Things to do:
(1) Answer these questions using the patent drawings list:
(a) Which figure shows a flowchart of a method for removing a removable side wall?
(b) What kind of view of a modular data center does FIG. 3 show?
(c) Which three seams of a data center megaplex do FIG. 11 through FIG. 13 show?
(2) Reproduce the stretch of the patent drawings list from "FIG. 8 illustrates" through "fabricating a modular data center.", word for word.
* start Document *
These and other features of the design provided herein can be better understood with reference to the drawings, description, and claims, all of which form the disclosure of this patent application.

DRAWINGS

The drawings refer to some embodiments of the design provided herein in which:

FIG. 1 illustrates a block diagram of an embodiment of an exterior of a modular data center.

FIG. 2 illustrates a block diagram of an embodiment of an interior of a modular data center.

FIG. 3 illustrates a block diagram of an embodiment of a ceiling view of a modular data center.

FIG. 4 illustrates a block diagram of an embodiment of an entry wall of a modular data center.

FIG. 5 illustrates a block diagram of an embodiment of a proposed site for a data center and a future expansion by joining additional prefabricated modular data centers.

FIG. 6 illustrates a block diagram of an embodiment of a second prefabricated modular data center, with its removable wall removed, joined and abutted with the first modular data center at the shell opening to create a single larger data center.

FIG. 7 illustrates a block diagram of an embodiment of an interior of modular data centers joined and abutted at the shell opening to create a single larger data center.

FIG. 8 illustrates a block diagram of an embodiment of an interior of a removable side wall.

FIG. 9 illustrates a block diagram of an embodiment of an exterior of a removable side wall.

FIG. 10 illustrates a block diagram of an embodiment of a supporting !-beam.

FIG. 11 illustrates a block diagram of an embodiment of a floor seam of a data center megaplex.

FIG. 12 illustrates a block diagram of an embodiment of an end wall seam of a data center megaplex.

FIG. 13 illustrates a block diagram of an embodiment of a roof seam of a data center megaplex.

FIG. 14 illustrates a flowchart of an embodiment of a method for fabricating a modular data center.

FIG. 15 illustrates a flowchart of an embodiment of a method for creating data center megaplex.

FIG. 16 illustrates a flowchart of an embodiment of a method for removing a removable side wall.

While the design is subject to various modifications, equivalents, and alternative forms, specific embodiments thereof have been shown by way of example in the drawings and will now be described in detail. It should be understood that the design is not limited to the particular embodiments disclosed, but—on the contrary—the intention is to cover all modifications, equivalents, and alternative forms using the specific embodiments.
* end Document *
* start Extracted entries *
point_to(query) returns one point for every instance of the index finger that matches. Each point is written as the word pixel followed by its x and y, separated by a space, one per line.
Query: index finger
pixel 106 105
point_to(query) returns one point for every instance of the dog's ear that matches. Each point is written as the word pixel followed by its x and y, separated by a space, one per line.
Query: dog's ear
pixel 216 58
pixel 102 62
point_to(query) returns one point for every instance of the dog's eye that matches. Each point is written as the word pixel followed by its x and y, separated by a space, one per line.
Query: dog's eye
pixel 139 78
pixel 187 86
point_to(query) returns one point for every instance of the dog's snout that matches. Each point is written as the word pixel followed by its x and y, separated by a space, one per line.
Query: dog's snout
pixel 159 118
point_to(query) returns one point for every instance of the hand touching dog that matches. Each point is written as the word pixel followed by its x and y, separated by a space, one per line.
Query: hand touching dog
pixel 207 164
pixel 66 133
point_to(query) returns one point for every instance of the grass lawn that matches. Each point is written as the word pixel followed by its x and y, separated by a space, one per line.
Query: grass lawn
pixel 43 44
* end Extracted entries *
Results in order:
(1)
(a) FIG. 16
(b) A ceiling view
(c) A floor seam, an end wall seam, and a roof seam

(2)
FIG. 8 illustrates a block diagram of an embodiment of an interior of a removable side wall.

FIG. 9 illustrates a block diagram of an embodiment of an exterior of a removable side wall.

FIG. 10 illustrates a block diagram of an embodiment of a supporting !-beam.

FIG. 11 illustrates a block diagram of an embodiment of a floor seam of a data center megaplex.

FIG. 12 illustrates a block diagram of an embodiment of an end wall seam of a data center megaplex.

FIG. 13 illustrates a block diagram of an embodiment of a roof seam of a data center megaplex.

FIG. 14 illustrates a flowchart of an embodiment of a method for fabricating a modular data center.